*** Opening ENTRIES SUPPLIED ***

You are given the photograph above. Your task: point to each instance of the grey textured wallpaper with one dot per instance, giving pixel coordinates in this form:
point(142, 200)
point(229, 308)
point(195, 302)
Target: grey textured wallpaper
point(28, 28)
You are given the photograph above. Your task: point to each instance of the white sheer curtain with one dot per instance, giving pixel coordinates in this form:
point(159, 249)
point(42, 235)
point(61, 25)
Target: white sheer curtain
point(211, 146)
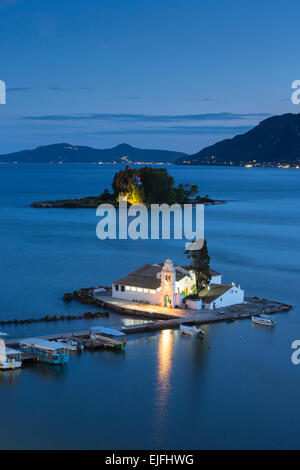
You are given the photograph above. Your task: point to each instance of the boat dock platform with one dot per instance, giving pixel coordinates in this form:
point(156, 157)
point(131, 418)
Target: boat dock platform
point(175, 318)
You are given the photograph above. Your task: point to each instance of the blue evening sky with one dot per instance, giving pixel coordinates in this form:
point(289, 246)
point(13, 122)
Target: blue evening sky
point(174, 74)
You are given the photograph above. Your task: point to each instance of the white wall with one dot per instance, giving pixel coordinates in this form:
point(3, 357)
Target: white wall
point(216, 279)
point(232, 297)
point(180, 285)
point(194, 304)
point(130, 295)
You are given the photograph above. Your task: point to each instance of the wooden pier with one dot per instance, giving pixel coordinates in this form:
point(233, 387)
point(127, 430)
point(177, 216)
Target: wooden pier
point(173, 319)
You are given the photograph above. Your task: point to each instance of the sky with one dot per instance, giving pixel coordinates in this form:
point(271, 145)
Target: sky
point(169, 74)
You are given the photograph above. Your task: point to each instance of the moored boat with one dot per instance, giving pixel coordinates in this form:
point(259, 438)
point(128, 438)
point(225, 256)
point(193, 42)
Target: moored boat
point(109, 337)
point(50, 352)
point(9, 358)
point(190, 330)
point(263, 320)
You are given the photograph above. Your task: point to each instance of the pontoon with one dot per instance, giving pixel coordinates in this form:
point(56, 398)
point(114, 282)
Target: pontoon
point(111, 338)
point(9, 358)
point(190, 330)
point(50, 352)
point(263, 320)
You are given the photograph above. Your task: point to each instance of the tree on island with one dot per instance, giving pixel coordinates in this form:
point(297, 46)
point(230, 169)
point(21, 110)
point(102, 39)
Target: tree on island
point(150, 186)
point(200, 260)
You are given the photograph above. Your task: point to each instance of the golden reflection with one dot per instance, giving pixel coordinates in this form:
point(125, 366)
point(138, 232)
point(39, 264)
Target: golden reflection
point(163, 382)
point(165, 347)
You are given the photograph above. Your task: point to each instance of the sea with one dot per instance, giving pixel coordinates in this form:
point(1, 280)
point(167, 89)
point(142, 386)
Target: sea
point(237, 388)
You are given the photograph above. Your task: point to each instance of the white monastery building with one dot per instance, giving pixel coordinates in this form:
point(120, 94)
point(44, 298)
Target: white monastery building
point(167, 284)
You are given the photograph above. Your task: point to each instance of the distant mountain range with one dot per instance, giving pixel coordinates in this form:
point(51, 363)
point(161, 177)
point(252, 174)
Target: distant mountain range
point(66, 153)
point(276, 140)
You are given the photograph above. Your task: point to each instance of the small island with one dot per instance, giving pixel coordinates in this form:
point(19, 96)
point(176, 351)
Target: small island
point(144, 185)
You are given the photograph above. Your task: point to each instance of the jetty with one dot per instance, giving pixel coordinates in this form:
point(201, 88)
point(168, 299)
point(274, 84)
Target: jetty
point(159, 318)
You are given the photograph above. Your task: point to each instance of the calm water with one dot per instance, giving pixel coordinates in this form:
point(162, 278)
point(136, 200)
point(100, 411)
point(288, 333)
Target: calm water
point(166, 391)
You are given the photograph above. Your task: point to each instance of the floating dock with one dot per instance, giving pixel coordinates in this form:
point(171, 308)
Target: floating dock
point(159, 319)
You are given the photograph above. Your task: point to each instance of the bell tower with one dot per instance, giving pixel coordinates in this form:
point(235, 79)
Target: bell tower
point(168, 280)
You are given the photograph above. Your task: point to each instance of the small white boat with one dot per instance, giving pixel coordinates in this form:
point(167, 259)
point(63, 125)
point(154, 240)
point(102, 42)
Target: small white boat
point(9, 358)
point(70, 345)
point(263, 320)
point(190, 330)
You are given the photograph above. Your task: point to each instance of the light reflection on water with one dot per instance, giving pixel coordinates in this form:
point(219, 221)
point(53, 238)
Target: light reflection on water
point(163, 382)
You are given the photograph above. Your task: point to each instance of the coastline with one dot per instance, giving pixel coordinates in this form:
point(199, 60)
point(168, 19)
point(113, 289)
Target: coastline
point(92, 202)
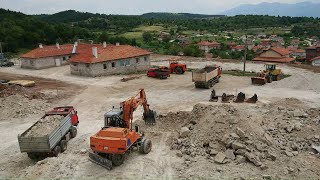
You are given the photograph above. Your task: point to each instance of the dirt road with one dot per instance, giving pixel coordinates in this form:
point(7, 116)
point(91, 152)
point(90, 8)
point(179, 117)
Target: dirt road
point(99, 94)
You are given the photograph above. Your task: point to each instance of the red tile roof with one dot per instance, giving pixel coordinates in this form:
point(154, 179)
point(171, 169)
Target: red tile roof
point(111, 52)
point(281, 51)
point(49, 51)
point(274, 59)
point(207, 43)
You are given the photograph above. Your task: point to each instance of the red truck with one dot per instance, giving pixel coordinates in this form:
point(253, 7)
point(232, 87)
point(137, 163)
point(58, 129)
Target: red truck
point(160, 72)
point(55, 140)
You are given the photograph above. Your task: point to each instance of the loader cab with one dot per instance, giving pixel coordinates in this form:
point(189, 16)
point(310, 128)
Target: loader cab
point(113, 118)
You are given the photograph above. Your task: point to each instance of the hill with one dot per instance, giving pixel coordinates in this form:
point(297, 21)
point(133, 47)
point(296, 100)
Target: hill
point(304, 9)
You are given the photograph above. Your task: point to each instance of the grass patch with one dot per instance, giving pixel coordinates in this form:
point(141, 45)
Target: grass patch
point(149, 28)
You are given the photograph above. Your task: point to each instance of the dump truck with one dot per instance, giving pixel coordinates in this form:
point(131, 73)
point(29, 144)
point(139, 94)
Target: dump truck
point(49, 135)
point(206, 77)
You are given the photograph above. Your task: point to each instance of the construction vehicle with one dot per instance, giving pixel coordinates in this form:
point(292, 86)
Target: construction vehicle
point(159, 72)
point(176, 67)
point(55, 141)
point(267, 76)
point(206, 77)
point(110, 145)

*** Closing ENTRIES SUPPLIED ***

● PROBLEM REQUIREMENTS
Above are the entries. Output exactly the lines beginning with the line that has "point(131, 418)" and ending with the line that has "point(177, 216)".

● EXERCISE OUTPUT
point(131, 418)
Target: boat dock platform
point(175, 318)
You are given the photograph above. Your task: point to each instance of the blue evening sky with one dot per instance, giving pixel coordinates in this form:
point(289, 246)
point(13, 122)
Target: blue evening sky
point(174, 74)
You are given the photograph above. Your task: point to each instance of the white wall with one dot per instance, giving pixel coordinates in this form:
point(3, 357)
Target: white wall
point(216, 279)
point(232, 297)
point(180, 285)
point(194, 304)
point(130, 295)
You are given the photograph above. Your task: point to each instance of the wooden pier with one dot per instance, giving pixel coordinates in this form:
point(233, 387)
point(127, 430)
point(177, 216)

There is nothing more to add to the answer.